→ DIRECTION A
From the text on whetstone knife sharpening, list every whetstone brand it names.
→ DIRECTION B
Write the next part of the text on whetstone knife sharpening, continuing from its final sentence.

I’ll just catalogue the various styles and techniques I’ve found and I’ll give my honest opinion about them. The most useful information, I think, is in the form of YouTube videos when it comes to such a practical skill, so I’ll link to the videos or channels I used.

True grit

Whetstone knife sharpening is done using stones of various grit. The grit indicates abrasive action, as metal is actually ground away from the blade in the sharpening process. The grit is measured in a very strange unit that seems to have no technical definition, but higher grits correspond roughly to smaller particles (no pun intended). A grit under 500 is fairly coarse, something that’ll feel rough on your fingers. Something in between 500 and 3000 is a medium grit, which will already feel fairly smooth but grippy to touch. Upwards of 3000 would be a fine grit, and this will feel absolutely smooth. Each grit has it’s own application. Coarse grits are used for shaping, while fine grits are used for polishing. It is possible to do coarse grit work on finer grits, but it will just take a lot longer.

Typically, a basic setup uses two stones, one medium and one fine. The medium stone is used to establish an edge, while the fine stone is used for honing and polishing. Most kitchen knives will not require massive overhaul or regrinding of the edge, so there’s limited usage of the coarse stones in practice. A minimal setup would be a single medium grit stone, which is versatile enough to do all sorts of work, say 1000 grit. Grinding a new edge on medium grit doesn’t take forever, and by varying pressure, it can produce a functional burr-free edge. If you do it right, this will be much sharper than how most knives in a cooking shop.

The brand of stone is, from what I can tell, mostly about personal preference. Some people are very happy with King, others with Naniwa. Most people do seem to agree that Japanese whetstones are the best. Murry Carter (more about him later) points out that the abrasive doesn’t really matter, provided you use a proper technique. He demonstrates that you can get a knife sharp using a cinder block and a piece of cardboard. I bought a set by a brand called Skerper, which I cannot find anywhere but the website I bought them from. I have a creeping suspicion that they’re simply a cheaper repackaging of Naniwa. Anyway, they’re Japanese made, seem to work well and they’re affordable, which is perfect for a beginner like myself.

→ DATASET EXTRACT
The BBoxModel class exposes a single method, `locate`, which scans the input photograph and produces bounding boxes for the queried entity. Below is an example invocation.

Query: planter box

→ EXERCISE OUTPUT A
King, Naniwa, Skerper

→ EXERCISE OUTPUT B
One thing to pay attention to is how to apply water to your stones. Some stones are splash-and-go, while others need to soak. The splash-and-go tend to be more expensive, of course. Their advantage is not overwhelming, as most people will sharpen over their sink anyway, and the soaking takes only a couple of minutes. When I break out my stones, I simply make sure to soak them first before everything else, such as wetting a cloth, preparing the stone holder and gathering the knives I want to sharpen. By the time I’m ready for the actual grinding, the stones are sufficiently soaked.

Finally, a stropping leather is a fine addition to any set, as it can give that nice finishing touch by getting a super smooth polished edge. It can also be used for daily knife maintenance, as shown by YouTuber Burrfection. For completion, I purchased a Zwilling stropping leather block.

Additional equipment you might consider using are flattening and dressing stones. A dressing stone is used to clean out metal particles from especially finer stones. Flattening stones are ideally avoided altogether by using the full length of the stone, or otherwise grinding the knife in the spots where the stone is not flat. When you grind steel on a whetstone, you don’t just remove steel, you also grind down the stone.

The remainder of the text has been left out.